• **SET EXERCISE**
Pull out every line below that contains the word "water", treating uppercase and lowercase letters as different.

• **EXERCISE DATA**
-------

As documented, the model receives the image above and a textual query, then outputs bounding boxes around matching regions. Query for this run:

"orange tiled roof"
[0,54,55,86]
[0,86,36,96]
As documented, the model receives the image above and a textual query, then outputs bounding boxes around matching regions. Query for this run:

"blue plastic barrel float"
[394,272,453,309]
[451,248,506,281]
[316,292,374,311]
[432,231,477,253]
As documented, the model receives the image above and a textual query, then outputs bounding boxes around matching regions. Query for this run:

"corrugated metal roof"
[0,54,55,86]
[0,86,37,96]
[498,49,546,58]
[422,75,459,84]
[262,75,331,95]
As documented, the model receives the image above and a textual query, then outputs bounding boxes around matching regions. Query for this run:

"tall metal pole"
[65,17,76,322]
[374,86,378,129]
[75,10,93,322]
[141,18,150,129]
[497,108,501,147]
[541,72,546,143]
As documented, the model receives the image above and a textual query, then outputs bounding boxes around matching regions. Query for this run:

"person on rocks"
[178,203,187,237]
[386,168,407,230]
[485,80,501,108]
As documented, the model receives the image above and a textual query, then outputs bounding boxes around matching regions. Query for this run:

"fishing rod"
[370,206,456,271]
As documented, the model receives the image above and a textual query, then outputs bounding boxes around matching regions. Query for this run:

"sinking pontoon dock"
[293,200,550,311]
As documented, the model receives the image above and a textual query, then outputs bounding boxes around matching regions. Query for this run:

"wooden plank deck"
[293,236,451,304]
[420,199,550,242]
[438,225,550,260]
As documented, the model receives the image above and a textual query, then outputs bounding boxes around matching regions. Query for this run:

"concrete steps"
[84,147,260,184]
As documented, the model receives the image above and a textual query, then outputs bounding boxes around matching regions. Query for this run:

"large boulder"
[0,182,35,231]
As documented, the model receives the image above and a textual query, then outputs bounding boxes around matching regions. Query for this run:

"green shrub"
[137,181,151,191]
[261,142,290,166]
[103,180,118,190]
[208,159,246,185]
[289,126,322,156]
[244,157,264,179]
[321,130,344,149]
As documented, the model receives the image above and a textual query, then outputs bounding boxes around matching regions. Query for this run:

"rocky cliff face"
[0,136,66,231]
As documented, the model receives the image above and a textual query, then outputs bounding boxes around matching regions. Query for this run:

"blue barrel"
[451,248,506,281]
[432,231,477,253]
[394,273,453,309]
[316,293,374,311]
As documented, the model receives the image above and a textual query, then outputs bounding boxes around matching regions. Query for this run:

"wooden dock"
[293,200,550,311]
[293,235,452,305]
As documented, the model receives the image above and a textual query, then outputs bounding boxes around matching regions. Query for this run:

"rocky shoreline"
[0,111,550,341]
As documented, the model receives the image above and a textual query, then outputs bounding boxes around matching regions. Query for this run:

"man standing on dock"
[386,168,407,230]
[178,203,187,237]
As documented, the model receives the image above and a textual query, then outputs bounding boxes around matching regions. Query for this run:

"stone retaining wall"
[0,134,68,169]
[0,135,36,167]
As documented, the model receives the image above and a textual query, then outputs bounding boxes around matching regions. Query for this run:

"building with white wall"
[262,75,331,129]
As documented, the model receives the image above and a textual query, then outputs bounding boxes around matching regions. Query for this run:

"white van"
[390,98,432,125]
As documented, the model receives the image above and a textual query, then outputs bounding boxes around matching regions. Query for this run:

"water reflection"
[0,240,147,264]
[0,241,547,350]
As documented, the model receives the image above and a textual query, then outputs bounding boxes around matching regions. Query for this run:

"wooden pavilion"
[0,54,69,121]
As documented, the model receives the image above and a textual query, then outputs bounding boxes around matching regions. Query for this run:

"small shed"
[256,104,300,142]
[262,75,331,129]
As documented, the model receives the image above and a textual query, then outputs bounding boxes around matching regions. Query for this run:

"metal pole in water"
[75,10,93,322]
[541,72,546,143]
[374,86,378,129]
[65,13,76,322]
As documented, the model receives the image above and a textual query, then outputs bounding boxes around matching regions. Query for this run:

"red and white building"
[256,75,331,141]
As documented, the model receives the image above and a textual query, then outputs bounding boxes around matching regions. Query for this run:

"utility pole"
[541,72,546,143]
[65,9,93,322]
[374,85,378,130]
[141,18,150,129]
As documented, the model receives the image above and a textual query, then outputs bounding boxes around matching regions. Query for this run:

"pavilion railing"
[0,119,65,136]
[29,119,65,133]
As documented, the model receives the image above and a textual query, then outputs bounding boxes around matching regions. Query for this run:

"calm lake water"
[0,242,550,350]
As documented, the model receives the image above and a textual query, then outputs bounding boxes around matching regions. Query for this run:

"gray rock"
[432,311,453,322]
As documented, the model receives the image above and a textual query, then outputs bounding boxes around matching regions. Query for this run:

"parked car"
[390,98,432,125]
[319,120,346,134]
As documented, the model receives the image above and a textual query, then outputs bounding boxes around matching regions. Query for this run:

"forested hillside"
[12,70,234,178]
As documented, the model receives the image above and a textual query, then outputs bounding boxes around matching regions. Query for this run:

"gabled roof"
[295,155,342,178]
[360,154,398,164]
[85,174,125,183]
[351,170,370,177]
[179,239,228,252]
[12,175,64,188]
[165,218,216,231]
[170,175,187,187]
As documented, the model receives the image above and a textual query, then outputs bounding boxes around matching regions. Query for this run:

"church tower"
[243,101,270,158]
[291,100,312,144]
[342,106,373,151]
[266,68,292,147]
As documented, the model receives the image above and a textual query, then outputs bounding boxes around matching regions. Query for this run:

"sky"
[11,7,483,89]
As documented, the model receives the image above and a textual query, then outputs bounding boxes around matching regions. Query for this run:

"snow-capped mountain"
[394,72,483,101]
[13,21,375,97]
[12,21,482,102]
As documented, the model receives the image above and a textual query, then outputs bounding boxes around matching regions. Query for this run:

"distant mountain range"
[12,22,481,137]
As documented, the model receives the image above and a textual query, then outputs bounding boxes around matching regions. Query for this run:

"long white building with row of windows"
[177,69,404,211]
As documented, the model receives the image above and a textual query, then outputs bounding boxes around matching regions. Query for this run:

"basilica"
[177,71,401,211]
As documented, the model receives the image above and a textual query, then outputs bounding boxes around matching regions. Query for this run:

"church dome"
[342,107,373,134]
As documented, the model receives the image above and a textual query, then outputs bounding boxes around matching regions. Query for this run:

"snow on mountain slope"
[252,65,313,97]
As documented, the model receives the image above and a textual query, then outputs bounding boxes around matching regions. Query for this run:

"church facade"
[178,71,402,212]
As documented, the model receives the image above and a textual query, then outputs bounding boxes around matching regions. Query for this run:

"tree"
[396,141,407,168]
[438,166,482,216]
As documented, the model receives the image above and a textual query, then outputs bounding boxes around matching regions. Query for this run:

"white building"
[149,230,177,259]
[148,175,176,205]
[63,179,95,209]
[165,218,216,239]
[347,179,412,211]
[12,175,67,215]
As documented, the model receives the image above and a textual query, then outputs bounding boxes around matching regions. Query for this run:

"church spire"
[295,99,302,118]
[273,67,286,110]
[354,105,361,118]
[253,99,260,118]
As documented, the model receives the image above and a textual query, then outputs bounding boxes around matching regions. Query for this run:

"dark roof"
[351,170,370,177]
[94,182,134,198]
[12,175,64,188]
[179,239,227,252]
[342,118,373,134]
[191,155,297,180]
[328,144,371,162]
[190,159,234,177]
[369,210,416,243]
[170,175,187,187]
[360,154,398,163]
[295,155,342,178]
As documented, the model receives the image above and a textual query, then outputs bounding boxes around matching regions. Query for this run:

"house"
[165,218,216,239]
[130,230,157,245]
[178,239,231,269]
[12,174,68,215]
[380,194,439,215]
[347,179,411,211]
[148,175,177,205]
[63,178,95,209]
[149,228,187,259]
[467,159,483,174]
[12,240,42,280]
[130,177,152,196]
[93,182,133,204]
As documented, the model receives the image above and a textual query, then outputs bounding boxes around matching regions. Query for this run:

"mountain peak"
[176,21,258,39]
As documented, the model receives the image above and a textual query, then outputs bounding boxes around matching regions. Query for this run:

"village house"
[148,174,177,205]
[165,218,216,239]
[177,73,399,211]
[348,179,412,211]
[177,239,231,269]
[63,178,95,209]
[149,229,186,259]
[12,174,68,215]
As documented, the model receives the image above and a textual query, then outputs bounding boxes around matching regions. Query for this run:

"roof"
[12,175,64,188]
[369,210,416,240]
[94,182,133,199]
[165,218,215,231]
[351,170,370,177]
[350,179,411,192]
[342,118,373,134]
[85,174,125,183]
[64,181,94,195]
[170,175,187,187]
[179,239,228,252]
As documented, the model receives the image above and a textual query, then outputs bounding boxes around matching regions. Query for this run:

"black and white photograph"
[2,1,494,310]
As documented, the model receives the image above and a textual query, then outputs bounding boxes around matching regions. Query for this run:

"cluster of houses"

-------

• **FINAL ANSWER**
"water reflection"
"metal pole in water"
"calm lake water"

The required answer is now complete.